- [Page extract]:
When I sign onto my e-mail every day, I usually see about 20 new messages: four or five forwards from relatives and old friends gagging on the latest misbehavior in our nation’s capital or sending along the appropriate joke about it; four or five from companies from which I’ve ordered shoes or e-books or booked cruises or other travel; four or five that want to give me my credit rating, enroll me in on-line colleges, help me make money at home; and four or five containing beautiful or amazing pictures and/or inspirational lines, and occasional wit from the likes of Maxine and more funny foolishness aimed at the elderly.

The other four or five — am I keeping this count straight? — are from people who’d like to make some money off a gullible senior, with frequent notifications from a “lawyer” that I’m mentioned in the will of one of his clients to the tune of $3.7 million and from “my Internet server” to the effect that if I don’t quickly part with some pertinent information my account will be closed. Or “shorted down,” which indicates that the sender isn’t very fluent in my native tongue.

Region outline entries
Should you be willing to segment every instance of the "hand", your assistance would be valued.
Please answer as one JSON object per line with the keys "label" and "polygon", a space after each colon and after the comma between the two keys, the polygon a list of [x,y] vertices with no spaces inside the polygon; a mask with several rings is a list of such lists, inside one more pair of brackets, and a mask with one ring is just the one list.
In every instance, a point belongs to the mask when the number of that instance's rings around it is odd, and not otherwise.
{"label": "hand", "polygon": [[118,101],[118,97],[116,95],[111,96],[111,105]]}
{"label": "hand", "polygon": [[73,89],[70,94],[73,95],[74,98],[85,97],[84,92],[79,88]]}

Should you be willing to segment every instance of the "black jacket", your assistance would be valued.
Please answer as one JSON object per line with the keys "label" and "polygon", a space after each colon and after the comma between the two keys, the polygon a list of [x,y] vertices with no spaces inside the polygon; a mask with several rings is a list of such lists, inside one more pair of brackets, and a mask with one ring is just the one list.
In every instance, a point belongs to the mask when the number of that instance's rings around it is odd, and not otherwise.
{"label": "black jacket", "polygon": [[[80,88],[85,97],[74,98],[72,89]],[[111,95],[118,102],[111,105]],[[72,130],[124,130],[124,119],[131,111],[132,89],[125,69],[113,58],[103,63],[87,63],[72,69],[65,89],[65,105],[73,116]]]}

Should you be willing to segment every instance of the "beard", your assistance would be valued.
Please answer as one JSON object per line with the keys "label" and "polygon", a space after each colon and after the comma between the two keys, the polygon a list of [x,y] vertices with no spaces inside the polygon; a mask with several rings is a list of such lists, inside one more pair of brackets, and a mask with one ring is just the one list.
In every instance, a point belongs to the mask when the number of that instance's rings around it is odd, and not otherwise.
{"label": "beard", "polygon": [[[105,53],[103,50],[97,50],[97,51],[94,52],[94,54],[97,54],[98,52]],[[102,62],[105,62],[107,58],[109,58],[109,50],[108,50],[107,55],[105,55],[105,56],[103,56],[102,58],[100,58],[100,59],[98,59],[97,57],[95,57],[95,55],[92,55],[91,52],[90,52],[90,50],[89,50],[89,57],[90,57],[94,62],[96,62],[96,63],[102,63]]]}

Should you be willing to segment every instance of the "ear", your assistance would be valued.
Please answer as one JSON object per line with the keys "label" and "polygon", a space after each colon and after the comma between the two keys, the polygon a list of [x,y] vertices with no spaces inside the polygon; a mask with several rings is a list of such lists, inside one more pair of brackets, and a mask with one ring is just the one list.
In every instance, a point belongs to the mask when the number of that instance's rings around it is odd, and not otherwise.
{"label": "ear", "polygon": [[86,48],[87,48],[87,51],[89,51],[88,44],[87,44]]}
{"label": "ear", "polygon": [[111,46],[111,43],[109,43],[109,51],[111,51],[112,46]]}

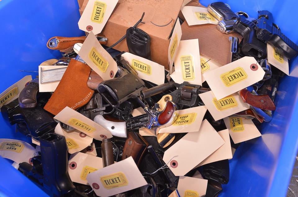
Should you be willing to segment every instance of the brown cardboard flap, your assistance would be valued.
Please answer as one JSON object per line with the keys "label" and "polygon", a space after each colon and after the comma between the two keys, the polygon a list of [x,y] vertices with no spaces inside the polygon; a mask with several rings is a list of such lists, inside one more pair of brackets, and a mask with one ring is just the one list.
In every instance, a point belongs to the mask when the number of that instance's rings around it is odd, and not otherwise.
{"label": "brown cardboard flap", "polygon": [[[198,2],[193,1],[187,5],[206,7]],[[189,26],[185,21],[181,27],[182,40],[198,39],[200,53],[223,65],[231,62],[229,37],[237,37],[239,42],[242,39],[241,35],[236,33],[223,34],[217,30],[216,25],[211,24]]]}

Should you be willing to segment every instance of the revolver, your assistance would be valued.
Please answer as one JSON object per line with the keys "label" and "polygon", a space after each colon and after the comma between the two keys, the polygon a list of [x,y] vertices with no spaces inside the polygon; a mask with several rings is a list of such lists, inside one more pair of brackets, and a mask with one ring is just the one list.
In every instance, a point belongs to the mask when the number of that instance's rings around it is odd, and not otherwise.
{"label": "revolver", "polygon": [[22,162],[20,164],[20,170],[57,196],[87,197],[76,190],[67,172],[65,137],[49,133],[41,137],[40,142],[41,152],[32,158],[33,166]]}
{"label": "revolver", "polygon": [[33,109],[21,108],[19,99],[16,98],[1,107],[2,115],[12,125],[25,123],[30,135],[39,140],[43,135],[53,132],[57,124],[52,115],[43,109],[49,98],[49,94],[47,93],[38,94],[36,107]]}
{"label": "revolver", "polygon": [[258,11],[259,17],[255,29],[259,39],[271,44],[276,50],[289,59],[296,56],[298,46],[280,31],[273,23],[272,14],[267,10]]}

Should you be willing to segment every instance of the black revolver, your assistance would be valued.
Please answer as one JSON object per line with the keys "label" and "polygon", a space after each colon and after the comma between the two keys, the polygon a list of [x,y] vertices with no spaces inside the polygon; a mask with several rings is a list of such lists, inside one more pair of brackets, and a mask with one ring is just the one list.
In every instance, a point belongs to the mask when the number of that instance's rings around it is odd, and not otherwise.
{"label": "black revolver", "polygon": [[272,14],[267,10],[258,12],[259,17],[255,27],[258,39],[271,44],[278,52],[290,59],[296,56],[298,46],[282,33],[273,23]]}
{"label": "black revolver", "polygon": [[223,2],[211,3],[207,9],[220,21],[216,26],[219,31],[226,33],[235,31],[242,36],[243,43],[241,51],[243,54],[258,59],[267,58],[267,45],[257,38],[255,24],[237,15]]}
{"label": "black revolver", "polygon": [[40,154],[32,158],[33,166],[27,162],[20,164],[20,170],[33,178],[58,196],[84,196],[79,192],[67,172],[67,149],[65,138],[49,133],[40,138]]}
{"label": "black revolver", "polygon": [[121,53],[114,59],[118,65],[116,77],[102,82],[98,90],[103,98],[113,108],[117,108],[127,100],[140,96],[141,91],[147,88]]}
{"label": "black revolver", "polygon": [[21,108],[16,98],[1,108],[1,112],[4,119],[10,124],[25,123],[28,131],[33,138],[39,140],[42,135],[54,132],[57,122],[52,115],[43,109],[43,107],[49,98],[47,93],[38,95],[37,105],[32,109]]}

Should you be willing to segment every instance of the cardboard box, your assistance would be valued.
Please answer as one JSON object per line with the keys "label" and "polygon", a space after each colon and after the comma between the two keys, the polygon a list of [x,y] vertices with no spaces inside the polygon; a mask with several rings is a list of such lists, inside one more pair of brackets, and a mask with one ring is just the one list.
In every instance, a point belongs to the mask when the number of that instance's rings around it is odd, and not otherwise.
{"label": "cardboard box", "polygon": [[[80,2],[81,0],[79,0]],[[80,10],[81,14],[88,1],[85,0],[82,4]],[[111,46],[125,34],[126,30],[134,25],[144,12],[142,23],[138,28],[144,31],[151,38],[152,61],[168,69],[168,50],[170,36],[183,1],[119,0],[102,32],[108,38],[106,45]],[[120,51],[129,51],[125,39],[114,48]]]}
{"label": "cardboard box", "polygon": [[[196,1],[190,2],[187,6],[206,7]],[[179,16],[181,16],[182,14]],[[223,65],[231,63],[229,37],[237,37],[239,42],[242,39],[242,36],[237,33],[221,33],[216,29],[216,25],[212,24],[189,26],[186,21],[181,25],[181,28],[182,31],[181,40],[198,39],[200,54]]]}

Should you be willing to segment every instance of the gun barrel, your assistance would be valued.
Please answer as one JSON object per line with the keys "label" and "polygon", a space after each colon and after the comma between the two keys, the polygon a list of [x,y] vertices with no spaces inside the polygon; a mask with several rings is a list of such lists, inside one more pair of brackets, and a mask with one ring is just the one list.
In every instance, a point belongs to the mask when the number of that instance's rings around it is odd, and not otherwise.
{"label": "gun barrel", "polygon": [[114,164],[113,144],[111,139],[103,139],[102,143],[102,155],[104,167]]}
{"label": "gun barrel", "polygon": [[173,88],[175,87],[175,82],[174,81],[169,81],[142,91],[141,93],[141,96],[143,99],[144,99]]}

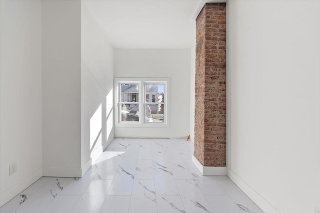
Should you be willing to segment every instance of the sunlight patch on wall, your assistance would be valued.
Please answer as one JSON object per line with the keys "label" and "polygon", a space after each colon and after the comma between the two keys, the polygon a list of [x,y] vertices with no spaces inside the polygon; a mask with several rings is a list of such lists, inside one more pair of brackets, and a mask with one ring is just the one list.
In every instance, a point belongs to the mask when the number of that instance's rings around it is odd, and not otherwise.
{"label": "sunlight patch on wall", "polygon": [[96,139],[102,129],[102,106],[99,107],[90,119],[90,149],[92,149],[94,141]]}

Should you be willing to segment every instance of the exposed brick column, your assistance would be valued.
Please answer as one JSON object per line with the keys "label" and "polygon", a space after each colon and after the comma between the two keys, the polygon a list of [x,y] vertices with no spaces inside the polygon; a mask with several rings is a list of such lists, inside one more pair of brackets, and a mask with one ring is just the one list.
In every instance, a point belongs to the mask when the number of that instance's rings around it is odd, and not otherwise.
{"label": "exposed brick column", "polygon": [[194,156],[226,166],[226,3],[206,3],[196,19]]}

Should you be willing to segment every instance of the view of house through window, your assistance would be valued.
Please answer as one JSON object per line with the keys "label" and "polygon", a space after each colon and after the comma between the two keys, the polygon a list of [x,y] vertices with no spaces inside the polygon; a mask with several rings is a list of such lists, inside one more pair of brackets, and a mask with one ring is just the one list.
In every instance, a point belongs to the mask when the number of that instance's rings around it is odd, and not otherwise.
{"label": "view of house through window", "polygon": [[166,82],[126,81],[118,83],[119,122],[166,122]]}
{"label": "view of house through window", "polygon": [[[144,114],[152,119],[146,122],[163,122],[164,114],[164,84],[146,84]],[[150,98],[151,97],[151,99]]]}

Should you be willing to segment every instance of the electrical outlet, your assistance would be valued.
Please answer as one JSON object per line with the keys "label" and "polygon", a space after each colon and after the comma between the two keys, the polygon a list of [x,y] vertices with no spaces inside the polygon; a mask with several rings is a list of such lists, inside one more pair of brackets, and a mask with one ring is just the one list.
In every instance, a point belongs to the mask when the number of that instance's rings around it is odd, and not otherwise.
{"label": "electrical outlet", "polygon": [[9,176],[12,176],[16,172],[16,162],[14,163],[9,166]]}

- [Complete the following]:
1. Can you repeat the part of the inbox passage starting at "The other four" and ending at "my native tongue."?
2. How would you render this sentence from the inbox passage in Spanish: "Or “shorted down,” which indicates that the sender isn’t very fluent in my native tongue."
These entries don't figure into anything here.

- [Per-task answers]:
1.
The other four or five — am I keeping this count straight? — are from people who’d like to make some money off a gullible senior, with frequent notifications from a “lawyer” that I’m mentioned in the will of one of his clients to the tune of $3.7 million and from “my Internet server” to the effect that if I don’t quickly part with some pertinent information my account will be closed. Or “shorted down,” which indicates that the sender isn’t very fluent in my native tongue.

2. O «shorted down», lo que indica que el remitente no domina muy bien mi lengua materna.